##### TEXT PROVIDED
Data: Deja Vu All Over Again?

Tom ChavezTom Chavez is an entrepreneur, technologist, musician, and family man residing in San Francisco.  He was the founder and CEO of Rapt Inc., and following the acquisition of Rapt by Microsoft, he served as General Manager of Microsoft Advertising’s Online Publisher Business Group.

I’d like to take a moment to respond to Tolman Geffs recent query, “Are Publishers &@%$#ed?” (PDF)

The short answer is:  Yes, unless they rise up and re-assert control of their data.

These days data seems to be on the lips of every player, principal, enabler, provider, intermediary, and hustler in digital media. There’s no question that the decoupling of media from data is a dislocation that creates opportunity or disaster for publishers.  Advertisers and agencies can now purchase tonnage inventory from a social media or portal provider for dimes and nickels and transform it into $5-$8 inventory by meshing it with their own or third-party data.   The net effects from the publisher perspective:  (1) downward pressure on media prices; (2) new revenue opportunity from data.

In my last company, which I think of as a Round 1 digital media concern, we were fortunate to work with a number of savvy publishers who successfully monetized premium guaranteed inventory at scale, kept their reliance on ad networks in check, and emerged with limbs intact from the worst economic downturn in decades.  It was tough, though, to watch poor channel/reseller management degrade eCPM’s across the industry.  This was particularly true  outside a narrow band of best-practice publishers who, through smart people and smart tools, kept the media middlemen in check.  If physical goods followed the same practices as digital media between 2000 and 2007, Intel would sell its newest, hottest chips for $100 to Dell and HP and simultaneously put them on barges to Asia for resale at $1.
##########
##### RECORDS SHOWN
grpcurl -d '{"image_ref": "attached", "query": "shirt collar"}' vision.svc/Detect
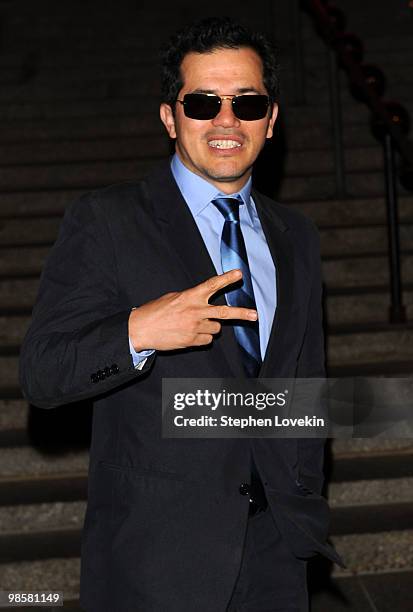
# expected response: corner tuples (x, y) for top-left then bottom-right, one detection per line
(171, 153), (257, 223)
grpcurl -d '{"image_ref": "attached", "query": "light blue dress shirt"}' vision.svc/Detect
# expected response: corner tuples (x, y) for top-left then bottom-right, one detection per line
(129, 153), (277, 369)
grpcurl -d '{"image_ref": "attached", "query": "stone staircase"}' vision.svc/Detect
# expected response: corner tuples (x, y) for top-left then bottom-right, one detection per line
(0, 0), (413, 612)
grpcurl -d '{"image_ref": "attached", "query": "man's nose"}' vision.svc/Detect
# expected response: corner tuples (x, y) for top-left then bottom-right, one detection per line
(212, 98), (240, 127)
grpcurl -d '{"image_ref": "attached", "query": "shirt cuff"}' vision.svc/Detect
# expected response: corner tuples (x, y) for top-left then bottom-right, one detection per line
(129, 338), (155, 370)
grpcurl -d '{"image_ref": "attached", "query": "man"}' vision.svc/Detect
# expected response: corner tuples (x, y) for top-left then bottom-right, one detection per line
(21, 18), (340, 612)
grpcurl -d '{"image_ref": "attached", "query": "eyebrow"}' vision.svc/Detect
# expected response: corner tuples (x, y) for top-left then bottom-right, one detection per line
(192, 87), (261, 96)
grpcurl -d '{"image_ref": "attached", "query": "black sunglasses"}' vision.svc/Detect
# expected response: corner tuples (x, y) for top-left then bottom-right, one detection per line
##########
• [TASK REQUIREMENTS]:
A - Rewrite the paragraph of the data article that begins "These days data seems" more briefly, keeping its main facts.
B - Express the records as a Markdown table with the columns Row and Line, numbering each line. Begin at the first line of the records and stop after the line that contains "(129, 338), (155, 370)", and omit the pictures.

• [OUTPUTS IN ORDER]:
A - Data is now a concern for everyone in digital media, and separating media from data brings either opportunity or disaster for publishers. Advertisers and agencies can buy cheap bulk inventory from social media or portal providers and combine it with their own or third-party data to turn it into $5-$8 inventory. For publishers, this means (1) downward pressure on media prices and (2) new revenue opportunity from data.

B -
| Row | Line |
|---|---|
| 1 | grpcurl -d '{"image_ref": "attached", "query": "shirt collar"}' vision.svc/Detect |
| 2 | # expected response: corner tuples (x, y) for top-left then bottom-right, one detection per line |
| 3 | (171, 153), (257, 223) |
| 4 | grpcurl -d '{"image_ref": "attached", "query": "light blue dress shirt"}' vision.svc/Detect |
| 5 | # expected response: corner tuples (x, y) for top-left then bottom-right, one detection per line |
| 6 | (129, 153), (277, 369) |
| 7 | grpcurl -d '{"image_ref": "attached", "query": "stone staircase"}' vision.svc/Detect |
| 8 | # expected response: corner tuples (x, y) for top-left then bottom-right, one detection per line |
| 9 | (0, 0), (413, 612) |
| 10 | grpcurl -d '{"image_ref": "attached", "query": "man's nose"}' vision.svc/Detect |
| 11 | # expected response: corner tuples (x, y) for top-left then bottom-right, one detection per line |
| 12 | (212, 98), (240, 127) |
| 13 | grpcurl -d '{"image_ref": "attached", "query": "shirt cuff"}' vision.svc/Detect |
| 14 | # expected response: corner tuples (x, y) for top-left then bottom-right, one detection per line |
| 15 | (129, 338), (155, 370) |